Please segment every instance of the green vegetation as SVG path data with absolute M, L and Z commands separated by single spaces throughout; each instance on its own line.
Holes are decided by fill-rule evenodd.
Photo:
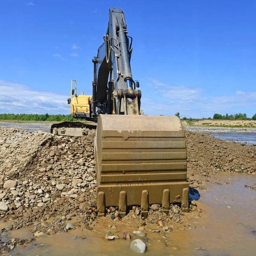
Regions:
M 0 120 L 16 120 L 20 121 L 38 121 L 49 122 L 77 120 L 71 115 L 43 115 L 38 114 L 0 114 Z
M 255 116 L 255 119 L 253 119 L 253 116 Z M 256 114 L 253 116 L 251 119 L 256 120 Z M 222 120 L 251 120 L 250 118 L 247 117 L 245 113 L 239 113 L 234 115 L 229 115 L 227 113 L 223 116 L 221 114 L 214 114 L 213 115 L 213 119 L 220 119 Z
M 180 112 L 177 112 L 175 115 L 176 116 L 177 116 L 179 118 L 180 118 Z

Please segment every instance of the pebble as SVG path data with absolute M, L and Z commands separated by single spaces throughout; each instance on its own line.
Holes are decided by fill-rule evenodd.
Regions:
M 4 189 L 10 189 L 11 188 L 16 188 L 17 186 L 17 181 L 9 180 L 6 181 L 3 184 Z
M 9 209 L 8 207 L 4 202 L 3 201 L 0 202 L 0 210 L 7 212 Z
M 131 235 L 128 231 L 125 231 L 124 232 L 123 238 L 124 240 L 130 240 L 131 239 Z
M 34 234 L 34 236 L 43 236 L 43 235 L 44 235 L 44 232 L 40 232 L 39 231 L 37 231 L 37 232 L 36 232 L 35 233 L 35 234 Z
M 140 239 L 137 239 L 131 243 L 130 247 L 137 253 L 144 253 L 146 250 L 146 244 Z
M 138 231 L 134 231 L 133 233 L 134 235 L 137 235 L 138 236 L 143 237 L 145 236 L 147 234 L 147 233 L 146 231 L 142 231 L 142 230 L 139 230 Z
M 12 226 L 11 224 L 8 224 L 6 225 L 4 228 L 6 230 L 9 230 L 12 228 Z
M 58 190 L 62 191 L 64 189 L 64 186 L 62 184 L 57 184 L 56 185 L 56 188 Z
M 195 200 L 193 200 L 191 201 L 191 204 L 192 204 L 192 205 L 196 205 L 196 201 Z M 176 213 L 176 212 L 175 212 L 175 213 Z
M 76 229 L 76 227 L 72 223 L 68 223 L 66 225 L 66 229 L 68 230 L 70 229 Z

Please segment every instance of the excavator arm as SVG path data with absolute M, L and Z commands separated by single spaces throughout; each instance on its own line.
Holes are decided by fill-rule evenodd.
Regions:
M 104 42 L 94 64 L 92 116 L 102 114 L 139 114 L 141 92 L 135 90 L 131 69 L 132 38 L 119 9 L 111 8 Z

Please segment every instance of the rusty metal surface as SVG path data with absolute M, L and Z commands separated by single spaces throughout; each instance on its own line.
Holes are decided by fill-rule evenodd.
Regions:
M 153 204 L 166 210 L 172 202 L 188 205 L 185 134 L 176 116 L 100 115 L 95 151 L 100 215 L 110 206 L 123 212 L 143 205 L 145 212 Z

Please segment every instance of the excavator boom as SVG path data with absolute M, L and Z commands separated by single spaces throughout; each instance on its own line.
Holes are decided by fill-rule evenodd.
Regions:
M 75 81 L 68 99 L 74 117 L 98 120 L 94 154 L 99 215 L 104 216 L 106 207 L 115 206 L 124 215 L 129 207 L 140 205 L 146 216 L 153 204 L 162 205 L 167 213 L 174 202 L 187 211 L 183 127 L 177 116 L 143 114 L 141 91 L 136 89 L 140 84 L 131 68 L 132 44 L 123 12 L 111 8 L 103 43 L 93 59 L 92 96 L 78 96 Z M 88 128 L 93 130 L 86 122 L 75 122 L 75 128 L 72 122 L 65 122 L 65 128 L 54 125 L 53 132 L 83 136 Z

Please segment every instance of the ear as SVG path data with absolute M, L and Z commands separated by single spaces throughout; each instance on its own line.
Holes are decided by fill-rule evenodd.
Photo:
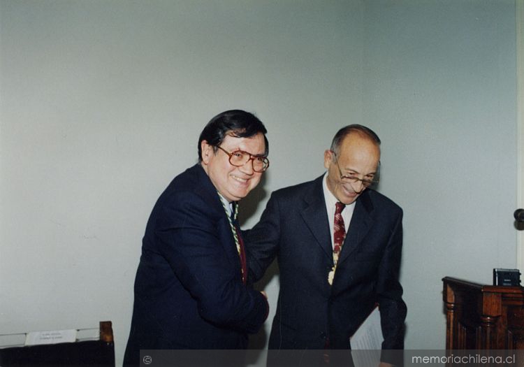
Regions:
M 208 141 L 202 141 L 200 143 L 200 147 L 202 151 L 202 163 L 207 165 L 211 156 L 214 154 L 213 146 L 210 145 Z
M 324 152 L 324 168 L 326 169 L 329 168 L 329 165 L 331 164 L 333 159 L 333 152 L 329 149 Z

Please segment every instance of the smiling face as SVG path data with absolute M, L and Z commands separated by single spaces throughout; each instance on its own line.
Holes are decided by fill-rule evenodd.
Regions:
M 252 161 L 248 161 L 240 167 L 229 163 L 229 156 L 219 149 L 203 141 L 202 167 L 218 192 L 228 201 L 238 201 L 245 197 L 255 188 L 262 177 L 262 173 L 253 171 Z M 249 138 L 235 138 L 226 134 L 220 147 L 231 152 L 243 150 L 252 155 L 263 155 L 265 152 L 264 136 L 259 133 Z
M 343 175 L 372 180 L 379 160 L 380 148 L 376 143 L 361 134 L 350 133 L 340 143 L 336 157 L 331 150 L 324 153 L 328 189 L 341 203 L 352 203 L 365 187 L 361 181 L 342 182 L 340 173 Z

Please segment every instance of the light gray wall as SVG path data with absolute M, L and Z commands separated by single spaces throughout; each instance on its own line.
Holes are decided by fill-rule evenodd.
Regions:
M 379 134 L 406 347 L 443 348 L 440 279 L 516 266 L 514 17 L 509 0 L 0 0 L 0 333 L 110 319 L 119 364 L 154 201 L 240 108 L 271 159 L 245 227 L 323 172 L 339 127 Z

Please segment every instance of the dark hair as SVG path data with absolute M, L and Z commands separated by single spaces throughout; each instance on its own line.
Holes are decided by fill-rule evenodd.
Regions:
M 228 133 L 236 138 L 250 138 L 262 133 L 265 143 L 264 156 L 267 157 L 269 154 L 269 142 L 265 137 L 267 132 L 262 122 L 252 113 L 242 110 L 224 111 L 212 118 L 202 130 L 198 139 L 198 161 L 202 161 L 202 141 L 206 141 L 217 152 L 217 147 L 222 143 Z
M 342 143 L 344 138 L 351 133 L 359 134 L 374 142 L 377 145 L 380 145 L 380 138 L 379 138 L 379 136 L 373 130 L 363 125 L 354 124 L 342 127 L 337 132 L 333 138 L 333 141 L 331 142 L 331 150 L 335 153 L 338 153 L 338 148 L 340 147 L 340 144 Z

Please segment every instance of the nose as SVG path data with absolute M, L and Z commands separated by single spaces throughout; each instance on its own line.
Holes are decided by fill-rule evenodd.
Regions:
M 252 175 L 254 173 L 254 171 L 253 170 L 253 159 L 247 161 L 243 166 L 240 166 L 240 168 L 242 173 Z
M 364 189 L 365 189 L 364 184 L 360 180 L 357 180 L 356 182 L 352 183 L 351 185 L 351 187 L 353 187 L 353 189 L 357 194 L 361 194 L 363 191 L 364 191 Z

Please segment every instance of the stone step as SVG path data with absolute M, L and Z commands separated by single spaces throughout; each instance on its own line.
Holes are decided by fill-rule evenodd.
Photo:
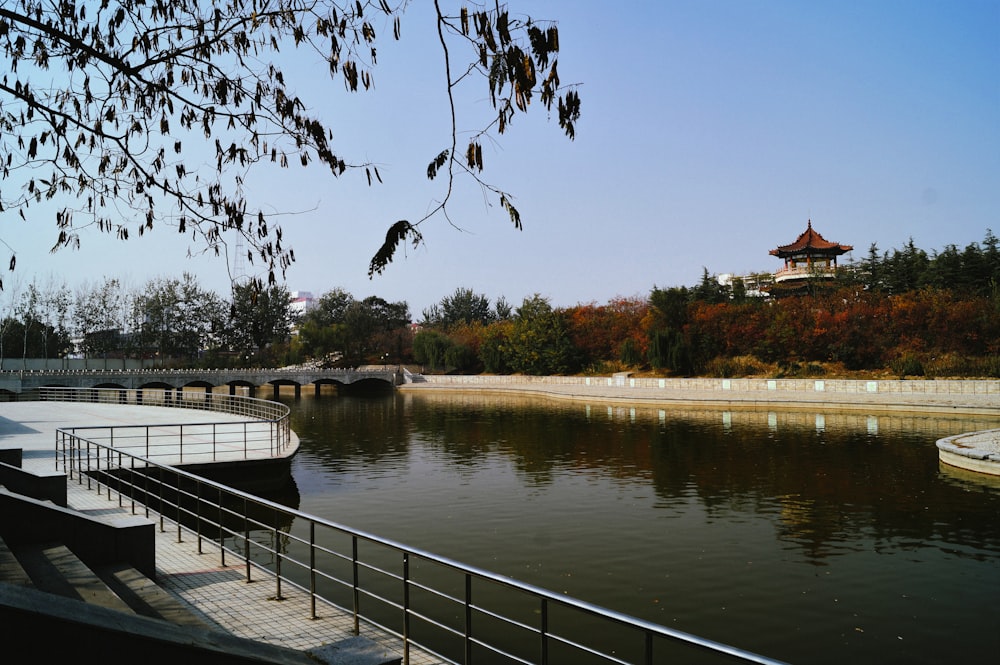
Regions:
M 98 607 L 134 613 L 124 600 L 65 545 L 25 543 L 13 549 L 34 586 Z
M 3 538 L 0 538 L 0 582 L 17 586 L 33 586 L 28 572 L 17 560 Z
M 182 599 L 128 564 L 99 566 L 94 572 L 136 614 L 162 619 L 178 626 L 220 630 L 219 626 L 202 618 Z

########

◆ **ARBEITSAUFTRAG**: Zitiere aus den Daten oben wörtlich die Zeilen, beginnend mit der Zeile, die „Please segment every instance of the excavator arm“ enthält, bis einschließlich der Zeile, die „M 104 42 L 94“ enthält.

◆ **LÖSUNG**:
Please segment every instance of the excavator arm as SVG path data with absolute M, L and Z commands separated by single spaces throughout; each instance on its own line.
Holes are decided by fill-rule evenodd.
Regions:
M 104 42 L 94 64 L 92 116 L 102 114 L 139 114 L 141 92 L 135 90 L 131 69 L 132 38 L 119 9 L 111 8 Z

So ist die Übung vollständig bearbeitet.